Task instructions: Render every line of the records below as a Markdown table with the columns "No." and "Line". Skip blank lines and leave the pictures out.

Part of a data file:

=-=-=

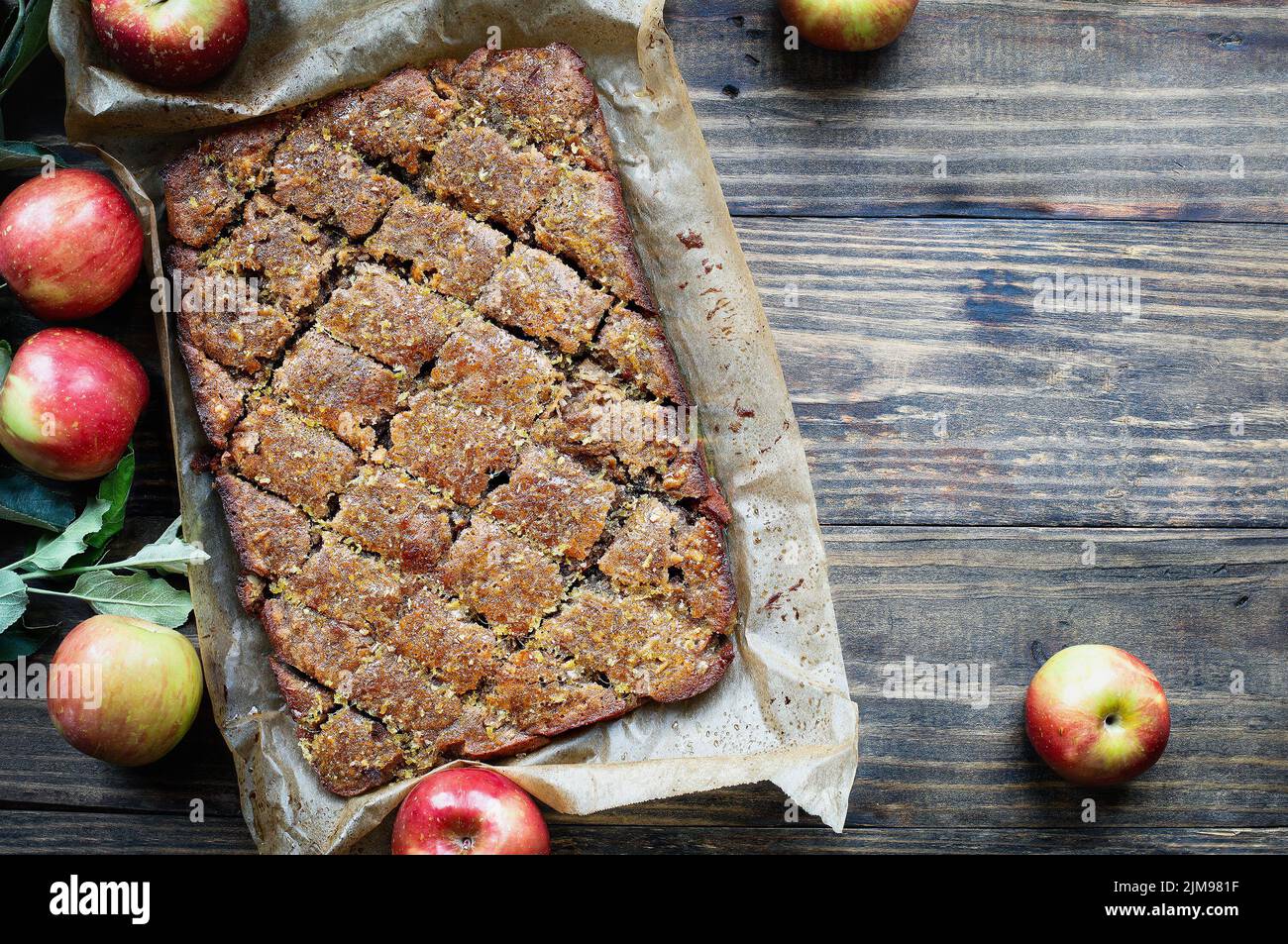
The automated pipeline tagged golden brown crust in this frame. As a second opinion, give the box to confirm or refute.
[215,472,313,577]
[429,318,563,429]
[224,399,358,518]
[179,340,253,450]
[439,518,563,634]
[222,194,338,312]
[452,43,614,170]
[597,494,680,591]
[389,390,518,507]
[532,170,657,305]
[474,244,613,355]
[166,44,735,795]
[271,330,398,450]
[428,128,559,233]
[308,708,406,795]
[599,306,688,403]
[162,151,242,246]
[273,119,402,237]
[480,447,617,561]
[317,262,469,374]
[316,63,460,174]
[368,193,510,301]
[331,465,452,574]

=-=-=

Task response:
| No. | Line |
|---|---|
| 1 | The automated pipeline tagged golden brown crust in this frame. As a second opinion, give the box to confirm or refute. |
| 2 | [215,472,313,577] |
| 3 | [429,318,563,429] |
| 4 | [224,399,358,518] |
| 5 | [179,340,253,450] |
| 6 | [439,518,563,634] |
| 7 | [222,194,338,312] |
| 8 | [452,43,614,170] |
| 9 | [597,494,680,591] |
| 10 | [389,390,518,507] |
| 11 | [532,170,657,305] |
| 12 | [474,244,613,355] |
| 13 | [166,44,735,795] |
| 14 | [271,330,398,450] |
| 15 | [428,128,559,233] |
| 16 | [308,708,406,795] |
| 17 | [599,306,688,403] |
| 18 | [162,151,242,246] |
| 19 | [273,119,402,237] |
| 20 | [480,447,617,561] |
| 21 | [317,262,469,374] |
| 22 | [316,63,460,174] |
| 23 | [368,193,510,301] |
| 24 | [331,465,452,574] |